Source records
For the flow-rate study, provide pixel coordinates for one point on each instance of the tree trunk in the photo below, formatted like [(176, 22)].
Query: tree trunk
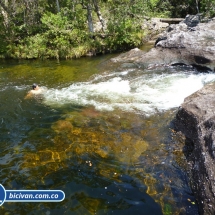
[(5, 13), (58, 6), (98, 12), (89, 17)]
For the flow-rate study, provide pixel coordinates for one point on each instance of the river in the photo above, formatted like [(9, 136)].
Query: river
[(103, 136)]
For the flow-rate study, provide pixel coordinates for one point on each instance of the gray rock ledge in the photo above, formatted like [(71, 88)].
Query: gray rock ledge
[(196, 120), (179, 44)]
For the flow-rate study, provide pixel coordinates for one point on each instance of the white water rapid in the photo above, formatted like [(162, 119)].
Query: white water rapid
[(145, 92)]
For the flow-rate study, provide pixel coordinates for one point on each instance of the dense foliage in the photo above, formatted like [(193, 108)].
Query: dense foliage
[(73, 28)]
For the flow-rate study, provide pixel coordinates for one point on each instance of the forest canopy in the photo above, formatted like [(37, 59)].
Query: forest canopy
[(74, 28)]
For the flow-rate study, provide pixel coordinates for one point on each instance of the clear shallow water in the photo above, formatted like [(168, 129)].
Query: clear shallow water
[(103, 137)]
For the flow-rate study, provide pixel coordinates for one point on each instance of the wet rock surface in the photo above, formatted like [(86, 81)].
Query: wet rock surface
[(186, 43), (196, 120), (189, 43)]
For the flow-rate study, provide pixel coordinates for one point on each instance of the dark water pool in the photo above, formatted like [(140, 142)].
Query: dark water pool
[(98, 146)]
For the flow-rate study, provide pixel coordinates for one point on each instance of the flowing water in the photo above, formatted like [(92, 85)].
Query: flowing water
[(102, 136)]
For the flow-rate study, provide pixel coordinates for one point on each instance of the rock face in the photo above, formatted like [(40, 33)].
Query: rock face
[(190, 43), (196, 120), (179, 44)]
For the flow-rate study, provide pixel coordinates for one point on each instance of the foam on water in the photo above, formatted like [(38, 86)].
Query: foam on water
[(147, 93)]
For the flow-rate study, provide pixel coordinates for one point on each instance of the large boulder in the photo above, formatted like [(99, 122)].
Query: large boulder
[(196, 120), (179, 44)]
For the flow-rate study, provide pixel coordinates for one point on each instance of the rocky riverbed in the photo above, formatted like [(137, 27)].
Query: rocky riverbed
[(189, 43)]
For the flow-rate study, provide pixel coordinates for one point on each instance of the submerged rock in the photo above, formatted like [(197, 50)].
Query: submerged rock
[(196, 120)]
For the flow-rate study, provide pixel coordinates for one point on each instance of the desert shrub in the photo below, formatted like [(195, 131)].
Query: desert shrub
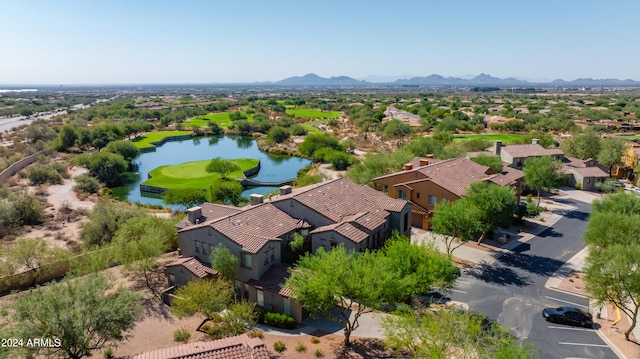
[(300, 347), (87, 184), (279, 346), (181, 335), (279, 320), (41, 174)]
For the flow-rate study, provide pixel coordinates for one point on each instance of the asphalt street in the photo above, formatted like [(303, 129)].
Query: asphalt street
[(511, 290)]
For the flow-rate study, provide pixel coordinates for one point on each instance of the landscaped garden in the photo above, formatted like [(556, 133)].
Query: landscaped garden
[(193, 174), (310, 113), (148, 139)]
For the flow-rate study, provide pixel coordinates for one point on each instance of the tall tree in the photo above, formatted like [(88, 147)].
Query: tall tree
[(543, 173), (222, 167), (456, 221), (450, 333), (496, 205), (611, 152), (582, 145), (79, 316)]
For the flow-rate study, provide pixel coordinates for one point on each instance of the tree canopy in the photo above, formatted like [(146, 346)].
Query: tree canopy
[(79, 315)]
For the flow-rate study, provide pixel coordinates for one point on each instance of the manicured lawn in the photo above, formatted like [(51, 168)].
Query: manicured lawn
[(222, 119), (309, 113), (145, 141), (193, 174), (506, 138)]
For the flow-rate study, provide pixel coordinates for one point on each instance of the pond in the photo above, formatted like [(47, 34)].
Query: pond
[(273, 168)]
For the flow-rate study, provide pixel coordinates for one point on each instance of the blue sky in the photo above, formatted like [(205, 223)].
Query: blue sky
[(191, 41)]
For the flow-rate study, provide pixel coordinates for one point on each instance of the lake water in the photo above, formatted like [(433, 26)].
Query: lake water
[(272, 168)]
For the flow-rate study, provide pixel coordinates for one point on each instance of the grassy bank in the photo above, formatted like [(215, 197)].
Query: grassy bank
[(193, 174)]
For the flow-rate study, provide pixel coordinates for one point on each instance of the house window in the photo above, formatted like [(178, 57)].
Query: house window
[(260, 298), (432, 200), (287, 306), (245, 260)]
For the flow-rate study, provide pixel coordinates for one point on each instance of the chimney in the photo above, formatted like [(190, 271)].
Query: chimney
[(497, 147), (194, 214), (255, 199)]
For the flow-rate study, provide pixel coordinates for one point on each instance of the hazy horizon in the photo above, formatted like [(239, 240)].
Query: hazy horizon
[(214, 42)]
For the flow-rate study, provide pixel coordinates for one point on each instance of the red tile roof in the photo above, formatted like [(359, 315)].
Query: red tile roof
[(194, 266), (274, 281), (238, 347)]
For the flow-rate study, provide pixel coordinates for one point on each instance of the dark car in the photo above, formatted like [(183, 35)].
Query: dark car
[(568, 315)]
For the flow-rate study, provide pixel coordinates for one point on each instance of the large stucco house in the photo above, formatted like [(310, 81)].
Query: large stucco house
[(326, 215)]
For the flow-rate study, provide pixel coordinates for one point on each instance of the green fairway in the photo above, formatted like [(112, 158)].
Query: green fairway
[(193, 174), (146, 140), (309, 113), (506, 138), (222, 119)]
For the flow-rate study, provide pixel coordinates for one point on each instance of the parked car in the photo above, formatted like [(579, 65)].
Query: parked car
[(568, 315)]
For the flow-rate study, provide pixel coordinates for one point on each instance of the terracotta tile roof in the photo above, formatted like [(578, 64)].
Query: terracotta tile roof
[(238, 347), (345, 229), (256, 225), (508, 176), (456, 174), (194, 266), (274, 281), (210, 212), (529, 150), (341, 197)]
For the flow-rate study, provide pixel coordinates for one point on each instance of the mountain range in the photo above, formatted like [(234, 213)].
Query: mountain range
[(482, 80)]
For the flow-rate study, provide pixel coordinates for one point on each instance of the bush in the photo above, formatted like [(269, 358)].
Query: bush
[(87, 184), (181, 335), (300, 347), (279, 320), (279, 346)]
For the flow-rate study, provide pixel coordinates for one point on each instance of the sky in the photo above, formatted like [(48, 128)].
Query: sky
[(244, 41)]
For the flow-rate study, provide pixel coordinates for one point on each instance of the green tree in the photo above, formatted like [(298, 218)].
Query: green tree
[(202, 296), (225, 262), (107, 167), (227, 192), (494, 162), (187, 197), (82, 315), (126, 149), (140, 241), (543, 174), (222, 167), (611, 152), (33, 255), (457, 220), (446, 333), (496, 205), (582, 145)]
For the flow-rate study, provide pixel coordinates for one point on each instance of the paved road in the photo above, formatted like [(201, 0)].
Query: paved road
[(511, 290)]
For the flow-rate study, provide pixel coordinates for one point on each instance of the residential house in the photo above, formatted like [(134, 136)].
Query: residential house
[(426, 182), (237, 347), (325, 215)]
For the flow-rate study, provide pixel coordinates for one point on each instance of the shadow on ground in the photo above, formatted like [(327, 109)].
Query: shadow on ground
[(499, 275)]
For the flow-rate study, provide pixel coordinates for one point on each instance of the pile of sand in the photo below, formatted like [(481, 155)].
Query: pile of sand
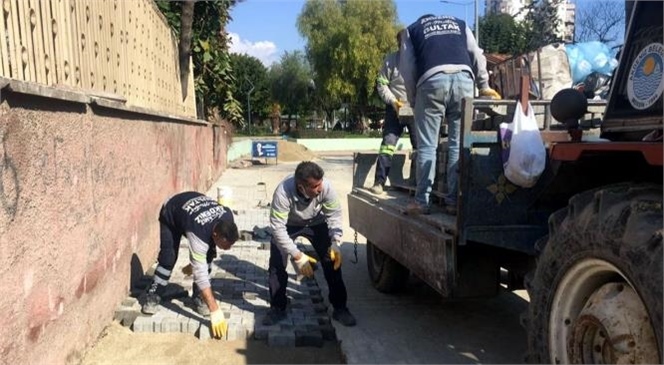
[(291, 151)]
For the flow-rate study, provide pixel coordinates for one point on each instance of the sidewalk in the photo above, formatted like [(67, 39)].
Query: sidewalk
[(239, 279)]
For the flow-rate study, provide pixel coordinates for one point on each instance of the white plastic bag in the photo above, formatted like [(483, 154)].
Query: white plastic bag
[(524, 155)]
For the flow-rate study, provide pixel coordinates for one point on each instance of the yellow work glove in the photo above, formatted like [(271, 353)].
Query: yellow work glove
[(493, 94), (304, 265), (397, 104), (335, 253), (218, 324)]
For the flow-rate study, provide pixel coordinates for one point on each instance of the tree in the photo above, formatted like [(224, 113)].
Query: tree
[(250, 73), (290, 83), (600, 21), (542, 23), (346, 42), (500, 33), (213, 78)]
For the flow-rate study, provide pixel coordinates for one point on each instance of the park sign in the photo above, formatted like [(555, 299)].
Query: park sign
[(264, 149)]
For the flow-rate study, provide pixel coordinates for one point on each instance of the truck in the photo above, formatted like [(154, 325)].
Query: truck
[(585, 241)]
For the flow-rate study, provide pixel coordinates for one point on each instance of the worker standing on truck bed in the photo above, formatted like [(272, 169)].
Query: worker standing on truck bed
[(392, 91), (207, 225), (439, 60), (306, 205)]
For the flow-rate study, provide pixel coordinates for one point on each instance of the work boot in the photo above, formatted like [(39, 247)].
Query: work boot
[(343, 316), (377, 189), (152, 299), (274, 316), (200, 307)]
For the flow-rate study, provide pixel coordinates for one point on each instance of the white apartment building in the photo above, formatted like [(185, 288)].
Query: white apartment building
[(517, 8)]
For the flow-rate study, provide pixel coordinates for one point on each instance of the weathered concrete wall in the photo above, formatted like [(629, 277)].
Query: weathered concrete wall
[(80, 189)]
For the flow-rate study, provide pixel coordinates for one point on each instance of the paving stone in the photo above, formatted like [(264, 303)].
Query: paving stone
[(143, 324), (328, 332), (170, 324), (281, 339), (308, 339), (204, 331), (236, 332), (260, 332)]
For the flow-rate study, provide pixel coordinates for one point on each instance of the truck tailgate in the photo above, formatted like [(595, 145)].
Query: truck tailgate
[(423, 243)]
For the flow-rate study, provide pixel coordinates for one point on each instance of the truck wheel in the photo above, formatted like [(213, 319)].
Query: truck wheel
[(596, 296), (387, 275)]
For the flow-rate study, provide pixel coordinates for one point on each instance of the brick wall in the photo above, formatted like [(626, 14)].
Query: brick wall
[(80, 189)]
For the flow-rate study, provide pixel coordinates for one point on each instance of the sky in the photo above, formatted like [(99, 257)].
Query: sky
[(267, 28)]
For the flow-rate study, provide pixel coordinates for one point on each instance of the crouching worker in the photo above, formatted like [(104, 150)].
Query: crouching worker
[(306, 205), (207, 225)]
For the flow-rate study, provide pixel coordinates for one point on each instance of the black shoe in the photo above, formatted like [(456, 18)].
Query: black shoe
[(200, 306), (344, 317), (274, 316), (152, 300)]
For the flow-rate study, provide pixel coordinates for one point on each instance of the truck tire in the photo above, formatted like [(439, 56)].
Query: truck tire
[(596, 295), (387, 275)]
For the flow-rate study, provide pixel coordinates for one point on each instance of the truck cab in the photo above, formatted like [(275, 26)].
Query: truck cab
[(585, 241)]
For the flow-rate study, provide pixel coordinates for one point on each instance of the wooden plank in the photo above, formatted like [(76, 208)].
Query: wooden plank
[(49, 49), (37, 38), (5, 70), (27, 54), (15, 42)]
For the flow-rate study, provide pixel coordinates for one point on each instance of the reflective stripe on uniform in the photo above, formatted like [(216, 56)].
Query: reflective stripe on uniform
[(280, 215), (334, 204), (386, 149)]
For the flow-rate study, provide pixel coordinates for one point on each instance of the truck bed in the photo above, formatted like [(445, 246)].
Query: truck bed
[(396, 198)]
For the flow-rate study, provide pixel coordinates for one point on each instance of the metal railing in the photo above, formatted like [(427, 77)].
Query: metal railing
[(119, 49)]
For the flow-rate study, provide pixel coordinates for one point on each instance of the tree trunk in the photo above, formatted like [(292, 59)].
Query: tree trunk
[(186, 21)]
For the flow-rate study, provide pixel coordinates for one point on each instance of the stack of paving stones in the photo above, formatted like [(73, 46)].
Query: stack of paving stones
[(239, 280)]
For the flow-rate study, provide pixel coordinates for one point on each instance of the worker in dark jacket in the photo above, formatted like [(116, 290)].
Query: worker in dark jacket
[(207, 225), (440, 64), (398, 115)]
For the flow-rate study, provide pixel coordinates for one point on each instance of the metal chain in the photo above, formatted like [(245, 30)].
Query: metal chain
[(355, 249)]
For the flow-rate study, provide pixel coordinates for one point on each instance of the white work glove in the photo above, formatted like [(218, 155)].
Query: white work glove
[(218, 324), (493, 94), (397, 104), (335, 253), (304, 265)]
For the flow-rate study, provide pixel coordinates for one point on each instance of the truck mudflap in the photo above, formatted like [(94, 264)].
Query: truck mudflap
[(423, 246)]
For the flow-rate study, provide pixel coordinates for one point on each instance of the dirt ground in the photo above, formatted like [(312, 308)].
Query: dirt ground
[(119, 345)]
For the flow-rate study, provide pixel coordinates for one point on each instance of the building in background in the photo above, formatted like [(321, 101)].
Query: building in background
[(518, 9)]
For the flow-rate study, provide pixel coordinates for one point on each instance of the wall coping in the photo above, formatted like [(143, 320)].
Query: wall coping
[(91, 97)]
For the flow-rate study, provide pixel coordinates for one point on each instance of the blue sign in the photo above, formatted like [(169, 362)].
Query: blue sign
[(263, 149)]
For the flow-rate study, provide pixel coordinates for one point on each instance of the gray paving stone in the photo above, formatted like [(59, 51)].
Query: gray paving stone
[(170, 324), (308, 339), (143, 324), (236, 332), (281, 339)]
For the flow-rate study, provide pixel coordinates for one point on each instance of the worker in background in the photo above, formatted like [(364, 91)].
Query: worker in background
[(440, 63), (207, 225), (305, 204), (392, 91)]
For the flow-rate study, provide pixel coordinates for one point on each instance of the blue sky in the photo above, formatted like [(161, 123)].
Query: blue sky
[(266, 28)]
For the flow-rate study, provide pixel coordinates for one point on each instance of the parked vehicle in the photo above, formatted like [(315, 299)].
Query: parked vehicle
[(585, 241)]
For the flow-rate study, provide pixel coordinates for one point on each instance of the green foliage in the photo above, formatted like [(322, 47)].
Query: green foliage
[(213, 77), (541, 24), (346, 42), (290, 79), (249, 72), (499, 33)]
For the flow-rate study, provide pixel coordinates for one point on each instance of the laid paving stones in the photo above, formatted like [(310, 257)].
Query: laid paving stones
[(240, 281)]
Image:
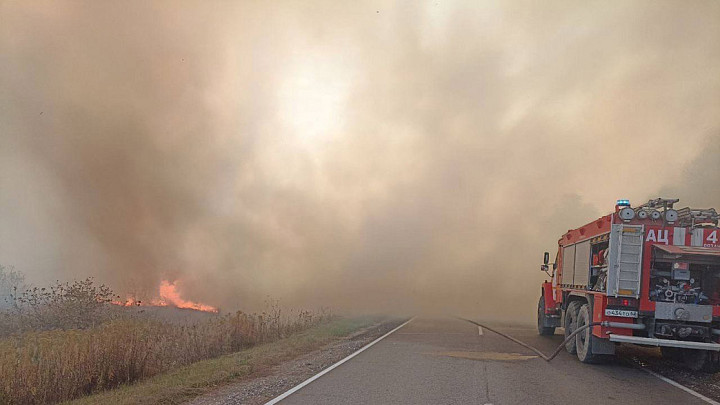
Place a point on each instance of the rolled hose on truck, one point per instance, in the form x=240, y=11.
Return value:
x=562, y=345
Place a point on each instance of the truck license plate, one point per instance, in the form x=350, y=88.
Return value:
x=621, y=313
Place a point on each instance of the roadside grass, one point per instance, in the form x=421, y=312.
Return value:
x=192, y=380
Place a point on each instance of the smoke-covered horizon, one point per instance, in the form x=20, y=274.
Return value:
x=404, y=157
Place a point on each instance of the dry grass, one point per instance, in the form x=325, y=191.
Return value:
x=183, y=383
x=53, y=366
x=67, y=341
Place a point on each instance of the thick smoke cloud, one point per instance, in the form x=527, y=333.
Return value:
x=402, y=157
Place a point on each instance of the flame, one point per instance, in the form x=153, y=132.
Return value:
x=169, y=296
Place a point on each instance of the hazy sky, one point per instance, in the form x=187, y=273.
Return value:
x=405, y=156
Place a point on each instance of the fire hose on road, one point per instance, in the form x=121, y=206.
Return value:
x=538, y=352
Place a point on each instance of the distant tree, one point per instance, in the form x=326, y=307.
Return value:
x=11, y=282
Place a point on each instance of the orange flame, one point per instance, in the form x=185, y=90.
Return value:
x=169, y=296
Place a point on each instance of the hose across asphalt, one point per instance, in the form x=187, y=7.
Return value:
x=527, y=346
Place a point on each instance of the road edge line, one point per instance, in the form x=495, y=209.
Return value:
x=682, y=387
x=327, y=370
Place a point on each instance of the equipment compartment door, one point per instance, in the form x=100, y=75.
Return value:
x=625, y=258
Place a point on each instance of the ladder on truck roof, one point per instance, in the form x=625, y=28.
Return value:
x=625, y=260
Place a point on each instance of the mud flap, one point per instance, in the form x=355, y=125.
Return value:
x=551, y=321
x=602, y=346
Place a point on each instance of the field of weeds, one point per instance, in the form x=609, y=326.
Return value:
x=69, y=341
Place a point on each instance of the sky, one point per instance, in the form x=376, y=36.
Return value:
x=404, y=157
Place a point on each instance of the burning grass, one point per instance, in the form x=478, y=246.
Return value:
x=70, y=341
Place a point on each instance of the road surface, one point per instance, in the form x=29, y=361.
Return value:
x=447, y=361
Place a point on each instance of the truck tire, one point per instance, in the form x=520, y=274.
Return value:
x=542, y=329
x=570, y=322
x=583, y=340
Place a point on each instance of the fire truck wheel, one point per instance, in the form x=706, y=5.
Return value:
x=570, y=322
x=701, y=360
x=542, y=329
x=583, y=340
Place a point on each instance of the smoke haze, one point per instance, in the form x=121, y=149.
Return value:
x=369, y=156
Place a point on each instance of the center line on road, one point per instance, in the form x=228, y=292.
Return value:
x=327, y=370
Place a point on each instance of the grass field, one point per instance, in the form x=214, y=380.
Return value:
x=186, y=382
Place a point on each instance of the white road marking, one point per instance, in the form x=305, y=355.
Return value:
x=327, y=370
x=682, y=387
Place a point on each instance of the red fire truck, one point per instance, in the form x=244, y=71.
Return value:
x=650, y=274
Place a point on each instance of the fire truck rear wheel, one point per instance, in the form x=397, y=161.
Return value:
x=542, y=329
x=570, y=322
x=583, y=340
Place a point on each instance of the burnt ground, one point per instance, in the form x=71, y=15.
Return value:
x=272, y=383
x=707, y=384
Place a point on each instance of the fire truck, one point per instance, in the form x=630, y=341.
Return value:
x=647, y=275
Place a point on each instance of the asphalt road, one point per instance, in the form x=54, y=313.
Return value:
x=447, y=361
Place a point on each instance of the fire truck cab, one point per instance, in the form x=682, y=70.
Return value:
x=647, y=275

What is required:
Find the string "field" in the entries above. Copy each line where it occurs.

Reply to the exercise:
Place a point on each instance of the field of weeds, one point per instance, in the form x=609, y=326.
Place a point on each instance of the grass field, one point per instance, in the form x=214, y=380.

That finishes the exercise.